SET EXERCISE:
Please tally the lines in the items below that contain the string "dark", with uppercase and lowercase treated as different. Reply with the number alone.

STORED RECORDS:

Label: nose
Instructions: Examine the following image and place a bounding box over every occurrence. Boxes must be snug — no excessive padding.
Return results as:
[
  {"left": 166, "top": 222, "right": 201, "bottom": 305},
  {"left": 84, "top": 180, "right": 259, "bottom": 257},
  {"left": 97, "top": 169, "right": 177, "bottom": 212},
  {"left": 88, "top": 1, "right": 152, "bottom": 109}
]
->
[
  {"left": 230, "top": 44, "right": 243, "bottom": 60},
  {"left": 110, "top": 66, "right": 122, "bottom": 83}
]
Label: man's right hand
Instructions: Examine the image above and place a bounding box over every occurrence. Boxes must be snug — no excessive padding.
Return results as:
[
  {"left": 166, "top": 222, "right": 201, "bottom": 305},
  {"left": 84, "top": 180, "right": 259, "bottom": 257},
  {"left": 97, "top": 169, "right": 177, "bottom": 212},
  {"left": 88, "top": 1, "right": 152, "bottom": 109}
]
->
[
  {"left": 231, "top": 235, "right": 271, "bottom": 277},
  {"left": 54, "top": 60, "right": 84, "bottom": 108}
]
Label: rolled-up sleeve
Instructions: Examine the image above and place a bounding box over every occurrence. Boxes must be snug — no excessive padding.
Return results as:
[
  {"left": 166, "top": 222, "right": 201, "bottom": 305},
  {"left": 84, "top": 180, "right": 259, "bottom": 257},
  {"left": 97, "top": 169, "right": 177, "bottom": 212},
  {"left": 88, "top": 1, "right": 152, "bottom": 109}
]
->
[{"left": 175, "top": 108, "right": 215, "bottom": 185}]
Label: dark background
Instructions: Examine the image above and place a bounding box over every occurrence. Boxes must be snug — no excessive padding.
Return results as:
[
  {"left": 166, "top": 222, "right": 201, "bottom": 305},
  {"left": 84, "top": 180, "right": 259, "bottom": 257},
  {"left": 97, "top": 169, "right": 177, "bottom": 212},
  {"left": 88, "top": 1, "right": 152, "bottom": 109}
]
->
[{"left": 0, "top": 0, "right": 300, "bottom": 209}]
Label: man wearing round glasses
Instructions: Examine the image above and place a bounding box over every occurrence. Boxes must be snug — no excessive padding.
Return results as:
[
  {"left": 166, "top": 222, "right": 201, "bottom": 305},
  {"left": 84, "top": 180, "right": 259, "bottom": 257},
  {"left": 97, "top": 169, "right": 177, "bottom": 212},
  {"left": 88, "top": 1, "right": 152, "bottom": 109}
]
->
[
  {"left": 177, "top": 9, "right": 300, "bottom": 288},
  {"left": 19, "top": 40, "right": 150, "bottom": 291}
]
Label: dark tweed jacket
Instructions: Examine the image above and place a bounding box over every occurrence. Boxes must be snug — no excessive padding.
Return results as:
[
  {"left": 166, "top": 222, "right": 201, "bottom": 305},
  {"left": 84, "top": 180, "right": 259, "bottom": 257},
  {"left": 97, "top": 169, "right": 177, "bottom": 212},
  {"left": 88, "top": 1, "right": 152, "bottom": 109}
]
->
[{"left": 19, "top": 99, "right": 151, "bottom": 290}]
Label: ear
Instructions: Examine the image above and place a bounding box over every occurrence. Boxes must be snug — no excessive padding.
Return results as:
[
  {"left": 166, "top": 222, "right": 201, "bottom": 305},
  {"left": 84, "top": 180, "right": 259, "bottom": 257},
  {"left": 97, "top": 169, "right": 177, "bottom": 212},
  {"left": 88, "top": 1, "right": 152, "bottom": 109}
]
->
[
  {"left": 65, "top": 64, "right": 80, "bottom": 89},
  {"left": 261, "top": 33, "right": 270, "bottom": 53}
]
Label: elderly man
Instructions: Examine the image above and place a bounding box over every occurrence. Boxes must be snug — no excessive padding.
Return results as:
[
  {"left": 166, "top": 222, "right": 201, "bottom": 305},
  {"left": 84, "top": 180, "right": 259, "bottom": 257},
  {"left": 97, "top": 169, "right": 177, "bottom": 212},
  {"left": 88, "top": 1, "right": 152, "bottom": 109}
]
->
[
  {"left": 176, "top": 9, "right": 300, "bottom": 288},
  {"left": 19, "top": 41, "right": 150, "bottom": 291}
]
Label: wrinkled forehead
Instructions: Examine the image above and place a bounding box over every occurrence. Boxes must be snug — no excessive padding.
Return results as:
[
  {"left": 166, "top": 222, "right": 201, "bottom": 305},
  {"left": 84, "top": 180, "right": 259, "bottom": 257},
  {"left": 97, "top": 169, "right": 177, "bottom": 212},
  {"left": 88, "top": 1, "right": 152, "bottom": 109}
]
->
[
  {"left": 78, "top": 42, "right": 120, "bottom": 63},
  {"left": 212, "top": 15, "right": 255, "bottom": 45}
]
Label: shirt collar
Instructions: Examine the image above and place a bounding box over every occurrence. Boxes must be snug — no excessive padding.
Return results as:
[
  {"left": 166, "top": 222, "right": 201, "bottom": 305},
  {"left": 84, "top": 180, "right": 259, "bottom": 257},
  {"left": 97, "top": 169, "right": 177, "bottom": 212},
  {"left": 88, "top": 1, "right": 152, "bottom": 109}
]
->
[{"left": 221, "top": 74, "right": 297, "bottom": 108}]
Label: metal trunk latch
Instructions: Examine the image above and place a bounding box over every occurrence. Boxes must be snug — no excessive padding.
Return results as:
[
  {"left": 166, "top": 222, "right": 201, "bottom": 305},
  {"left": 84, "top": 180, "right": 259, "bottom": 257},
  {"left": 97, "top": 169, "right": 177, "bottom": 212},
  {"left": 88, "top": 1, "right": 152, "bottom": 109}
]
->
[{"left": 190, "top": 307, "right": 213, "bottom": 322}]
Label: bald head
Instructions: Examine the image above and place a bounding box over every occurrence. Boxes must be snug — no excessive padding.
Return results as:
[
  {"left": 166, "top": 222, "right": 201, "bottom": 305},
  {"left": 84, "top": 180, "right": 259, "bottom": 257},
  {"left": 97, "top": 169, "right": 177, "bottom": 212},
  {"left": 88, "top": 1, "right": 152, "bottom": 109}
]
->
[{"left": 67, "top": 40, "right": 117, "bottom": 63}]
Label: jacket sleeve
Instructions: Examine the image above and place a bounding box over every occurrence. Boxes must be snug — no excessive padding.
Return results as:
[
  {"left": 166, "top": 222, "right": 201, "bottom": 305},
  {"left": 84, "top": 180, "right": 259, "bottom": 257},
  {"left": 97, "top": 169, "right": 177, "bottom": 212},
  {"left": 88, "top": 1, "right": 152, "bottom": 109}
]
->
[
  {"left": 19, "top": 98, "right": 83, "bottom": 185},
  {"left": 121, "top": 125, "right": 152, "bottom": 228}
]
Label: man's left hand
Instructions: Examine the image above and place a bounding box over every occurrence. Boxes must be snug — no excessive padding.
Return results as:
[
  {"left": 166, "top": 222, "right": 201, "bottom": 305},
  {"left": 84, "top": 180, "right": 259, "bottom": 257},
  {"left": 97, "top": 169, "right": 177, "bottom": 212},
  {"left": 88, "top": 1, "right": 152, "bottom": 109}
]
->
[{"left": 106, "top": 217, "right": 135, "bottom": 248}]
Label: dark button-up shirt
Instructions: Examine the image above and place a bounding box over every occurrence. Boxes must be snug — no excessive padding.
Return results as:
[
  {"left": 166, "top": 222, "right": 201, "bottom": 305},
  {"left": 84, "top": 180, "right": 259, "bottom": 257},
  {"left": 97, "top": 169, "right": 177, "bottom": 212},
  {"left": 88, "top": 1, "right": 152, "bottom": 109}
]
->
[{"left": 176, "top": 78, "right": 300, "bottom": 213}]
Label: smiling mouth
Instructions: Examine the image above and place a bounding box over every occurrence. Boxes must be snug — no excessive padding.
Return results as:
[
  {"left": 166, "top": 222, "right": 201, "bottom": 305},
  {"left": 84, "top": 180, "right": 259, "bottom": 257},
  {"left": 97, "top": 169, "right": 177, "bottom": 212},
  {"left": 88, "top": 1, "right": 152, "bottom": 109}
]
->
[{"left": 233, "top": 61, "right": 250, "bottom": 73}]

COMPLETE OUTPUT:
3